→ Выбранный отрывок
--
Этим и исчерпывался бы весь вопрос. Но речь идет не о «возрождении» жанра, а о путях спасения литературы. Не то ли самое творчество XIX века, что отодвинуло исторический роман в глубокую тень, привело литературу на край гибели? Не на его ли «серьезность» и «зрелость» указывают как на причину катастрофы? Литература сделалась слишком умна, слишком утонченна и слишком совершенна по технике. Авторов стали ценить за ум, за философские откровения, за поставленные в их произведениях «проблемы». Писатели от науки, от философии, вроде Ницше, отодвинули постепенно [60] на второй план романистов. Книга В.В. Вейдле открывается как раз главой об ущербе вымысла – «самой неоспоримой, наглядной и едва ли не самой древней формы литературного творчества». Вымысел в наши дни – дело несерьезное, всё построенное на нем отходит постепенно к той же категории «книг для юношества». В русской литературе особенно не любят «вымышлять». Не любят и повествовать. В солидных наших романах редко что случается, отмирает самое чувство события. Роман перестает быть эпосом.
--
→ Используя сведения
1 > Перескажите отрывок об ущербе вымысла в литературе в двух предложениях.
2 > Ответьте коротко по отрывку:
(a) Кого отрывок называет в числе писателей от науки и философии?
(b) Какой главой открывается книга В.В. Вейдле?
(c) К какой категории постепенно отходит всё, построенное на вымысле?

[Записи из источника данных]
--
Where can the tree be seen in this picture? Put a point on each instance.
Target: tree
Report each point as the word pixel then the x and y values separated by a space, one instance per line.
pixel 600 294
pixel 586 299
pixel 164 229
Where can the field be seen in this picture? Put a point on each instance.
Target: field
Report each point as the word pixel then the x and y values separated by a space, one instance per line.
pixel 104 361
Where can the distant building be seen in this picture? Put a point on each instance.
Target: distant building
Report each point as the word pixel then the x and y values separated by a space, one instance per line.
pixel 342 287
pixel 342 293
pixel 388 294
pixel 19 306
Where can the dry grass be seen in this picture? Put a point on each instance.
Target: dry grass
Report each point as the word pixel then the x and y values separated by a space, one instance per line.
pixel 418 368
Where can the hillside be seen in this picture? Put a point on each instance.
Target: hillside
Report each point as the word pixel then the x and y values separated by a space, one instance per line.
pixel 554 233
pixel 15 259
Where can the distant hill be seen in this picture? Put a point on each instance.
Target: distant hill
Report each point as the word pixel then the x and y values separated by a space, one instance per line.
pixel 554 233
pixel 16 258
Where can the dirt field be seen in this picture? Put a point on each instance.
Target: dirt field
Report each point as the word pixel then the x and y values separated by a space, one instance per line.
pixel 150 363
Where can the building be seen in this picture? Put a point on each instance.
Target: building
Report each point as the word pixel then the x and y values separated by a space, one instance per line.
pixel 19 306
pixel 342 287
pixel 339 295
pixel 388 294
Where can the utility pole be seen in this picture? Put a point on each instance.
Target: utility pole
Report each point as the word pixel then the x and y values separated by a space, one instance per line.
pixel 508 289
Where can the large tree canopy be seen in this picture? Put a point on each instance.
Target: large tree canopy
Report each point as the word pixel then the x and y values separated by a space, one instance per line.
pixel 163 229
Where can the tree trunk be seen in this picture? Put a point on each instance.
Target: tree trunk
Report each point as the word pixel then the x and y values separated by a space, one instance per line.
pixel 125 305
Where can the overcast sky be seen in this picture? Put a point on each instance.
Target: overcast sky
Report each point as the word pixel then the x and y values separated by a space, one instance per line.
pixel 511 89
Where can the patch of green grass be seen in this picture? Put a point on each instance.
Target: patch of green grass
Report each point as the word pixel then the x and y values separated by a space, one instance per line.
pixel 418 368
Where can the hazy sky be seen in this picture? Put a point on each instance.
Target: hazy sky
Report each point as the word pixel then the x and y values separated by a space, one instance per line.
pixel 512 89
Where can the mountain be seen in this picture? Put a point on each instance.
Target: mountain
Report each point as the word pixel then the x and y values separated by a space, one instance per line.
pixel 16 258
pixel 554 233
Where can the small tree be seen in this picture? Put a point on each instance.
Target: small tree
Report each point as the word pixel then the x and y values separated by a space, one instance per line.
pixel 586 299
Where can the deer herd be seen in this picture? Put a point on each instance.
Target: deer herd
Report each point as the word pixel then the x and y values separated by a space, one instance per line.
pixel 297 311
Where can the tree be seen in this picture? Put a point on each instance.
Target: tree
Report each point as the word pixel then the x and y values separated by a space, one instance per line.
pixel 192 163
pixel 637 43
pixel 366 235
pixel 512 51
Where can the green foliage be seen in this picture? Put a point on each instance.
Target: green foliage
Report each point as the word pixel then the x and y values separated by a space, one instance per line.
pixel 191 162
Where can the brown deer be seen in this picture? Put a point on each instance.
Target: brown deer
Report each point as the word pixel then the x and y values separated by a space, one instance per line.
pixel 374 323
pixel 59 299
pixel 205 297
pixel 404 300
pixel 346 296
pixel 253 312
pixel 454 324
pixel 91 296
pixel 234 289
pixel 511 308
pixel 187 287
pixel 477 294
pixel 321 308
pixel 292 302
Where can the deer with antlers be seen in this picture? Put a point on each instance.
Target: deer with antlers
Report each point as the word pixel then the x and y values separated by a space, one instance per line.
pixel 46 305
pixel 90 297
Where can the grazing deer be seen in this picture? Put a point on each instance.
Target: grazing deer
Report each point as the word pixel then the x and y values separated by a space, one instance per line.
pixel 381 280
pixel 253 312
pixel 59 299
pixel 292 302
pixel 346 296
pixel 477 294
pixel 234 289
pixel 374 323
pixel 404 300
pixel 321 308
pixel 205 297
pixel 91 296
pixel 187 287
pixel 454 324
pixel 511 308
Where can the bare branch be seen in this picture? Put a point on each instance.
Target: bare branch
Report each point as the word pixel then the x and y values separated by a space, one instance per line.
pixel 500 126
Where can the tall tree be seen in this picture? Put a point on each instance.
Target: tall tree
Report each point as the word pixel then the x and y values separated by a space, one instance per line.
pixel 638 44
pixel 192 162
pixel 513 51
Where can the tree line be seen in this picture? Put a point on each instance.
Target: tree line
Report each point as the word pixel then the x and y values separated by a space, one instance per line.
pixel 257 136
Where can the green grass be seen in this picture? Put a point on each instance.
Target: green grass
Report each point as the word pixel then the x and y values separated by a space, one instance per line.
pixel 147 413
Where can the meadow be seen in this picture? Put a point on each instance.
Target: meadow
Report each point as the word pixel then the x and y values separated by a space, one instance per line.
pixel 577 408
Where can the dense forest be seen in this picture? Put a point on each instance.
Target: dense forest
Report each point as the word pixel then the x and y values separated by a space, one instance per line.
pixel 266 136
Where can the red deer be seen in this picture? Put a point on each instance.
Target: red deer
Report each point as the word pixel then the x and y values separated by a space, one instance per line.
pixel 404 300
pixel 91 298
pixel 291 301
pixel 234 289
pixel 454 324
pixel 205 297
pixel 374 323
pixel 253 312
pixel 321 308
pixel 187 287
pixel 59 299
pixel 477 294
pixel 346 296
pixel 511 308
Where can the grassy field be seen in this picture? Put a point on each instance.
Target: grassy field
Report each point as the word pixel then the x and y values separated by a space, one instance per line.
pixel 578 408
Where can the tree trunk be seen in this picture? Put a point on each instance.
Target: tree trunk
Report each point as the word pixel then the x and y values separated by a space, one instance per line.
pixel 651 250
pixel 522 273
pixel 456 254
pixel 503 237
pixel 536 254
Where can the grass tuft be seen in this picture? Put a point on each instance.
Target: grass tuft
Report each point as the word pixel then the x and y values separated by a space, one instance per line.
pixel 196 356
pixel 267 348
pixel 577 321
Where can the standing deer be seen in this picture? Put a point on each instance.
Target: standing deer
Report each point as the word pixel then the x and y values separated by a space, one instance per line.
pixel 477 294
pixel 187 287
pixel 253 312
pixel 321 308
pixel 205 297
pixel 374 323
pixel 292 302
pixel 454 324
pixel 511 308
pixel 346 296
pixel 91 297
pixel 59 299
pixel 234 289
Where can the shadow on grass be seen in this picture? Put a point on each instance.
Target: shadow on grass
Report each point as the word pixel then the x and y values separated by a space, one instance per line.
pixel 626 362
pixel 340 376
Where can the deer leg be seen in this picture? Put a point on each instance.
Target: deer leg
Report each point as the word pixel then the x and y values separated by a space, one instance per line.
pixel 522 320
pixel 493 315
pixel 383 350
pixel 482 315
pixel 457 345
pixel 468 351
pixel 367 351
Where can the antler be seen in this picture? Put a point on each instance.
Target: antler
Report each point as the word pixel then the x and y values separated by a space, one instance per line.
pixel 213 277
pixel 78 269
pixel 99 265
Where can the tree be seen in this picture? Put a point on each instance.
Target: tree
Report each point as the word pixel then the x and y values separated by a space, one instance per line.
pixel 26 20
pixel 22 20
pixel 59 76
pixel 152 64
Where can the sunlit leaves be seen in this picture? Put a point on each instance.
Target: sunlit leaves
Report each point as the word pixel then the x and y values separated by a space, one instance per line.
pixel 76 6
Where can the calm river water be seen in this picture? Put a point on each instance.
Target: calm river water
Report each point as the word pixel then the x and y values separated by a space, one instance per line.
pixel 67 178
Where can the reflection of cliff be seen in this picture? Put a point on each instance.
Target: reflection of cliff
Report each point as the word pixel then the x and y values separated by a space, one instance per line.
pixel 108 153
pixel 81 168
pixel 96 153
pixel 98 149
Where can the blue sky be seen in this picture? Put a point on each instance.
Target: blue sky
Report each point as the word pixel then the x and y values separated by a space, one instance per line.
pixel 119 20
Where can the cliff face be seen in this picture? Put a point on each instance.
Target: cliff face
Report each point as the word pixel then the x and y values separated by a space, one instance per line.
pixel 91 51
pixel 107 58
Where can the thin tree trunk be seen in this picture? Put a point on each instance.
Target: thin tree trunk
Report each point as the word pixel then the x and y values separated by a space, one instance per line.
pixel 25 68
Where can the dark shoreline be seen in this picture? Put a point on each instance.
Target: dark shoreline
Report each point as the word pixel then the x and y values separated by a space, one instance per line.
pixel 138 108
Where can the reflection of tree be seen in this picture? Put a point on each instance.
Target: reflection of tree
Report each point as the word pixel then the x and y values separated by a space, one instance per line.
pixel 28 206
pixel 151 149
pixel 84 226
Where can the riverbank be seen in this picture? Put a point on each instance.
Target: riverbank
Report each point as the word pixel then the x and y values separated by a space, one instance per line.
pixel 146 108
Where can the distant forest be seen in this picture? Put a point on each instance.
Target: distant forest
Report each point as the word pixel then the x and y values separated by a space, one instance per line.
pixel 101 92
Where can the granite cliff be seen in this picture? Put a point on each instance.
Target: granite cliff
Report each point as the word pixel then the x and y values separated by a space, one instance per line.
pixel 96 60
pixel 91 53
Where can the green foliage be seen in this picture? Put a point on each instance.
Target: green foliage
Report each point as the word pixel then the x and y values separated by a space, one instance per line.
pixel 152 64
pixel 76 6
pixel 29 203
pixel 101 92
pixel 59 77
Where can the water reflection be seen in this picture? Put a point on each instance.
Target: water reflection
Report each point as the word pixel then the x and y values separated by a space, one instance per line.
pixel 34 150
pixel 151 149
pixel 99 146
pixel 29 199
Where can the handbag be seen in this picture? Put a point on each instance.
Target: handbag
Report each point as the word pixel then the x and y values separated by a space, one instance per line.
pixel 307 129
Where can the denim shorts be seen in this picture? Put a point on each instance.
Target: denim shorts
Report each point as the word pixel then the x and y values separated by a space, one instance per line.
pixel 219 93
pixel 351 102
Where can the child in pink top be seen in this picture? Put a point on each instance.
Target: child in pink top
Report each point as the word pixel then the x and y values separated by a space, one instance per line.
--
→ Готовые ответы
1 > По словам автора, литература сделалась слишком умна, утонченна и совершенна по технике, а авторов стали ценить за ум, философские откровения и поставленные «проблемы». Вымысел в наши дни считается делом несерьезным, в русской литературе не любят ни вымышлять, ни повествовать, и роман перестает быть эпосом.

2 >
(a) Ницше.
(b) Главой об ущербе вымысла.
(c) К категории «книг для юношества».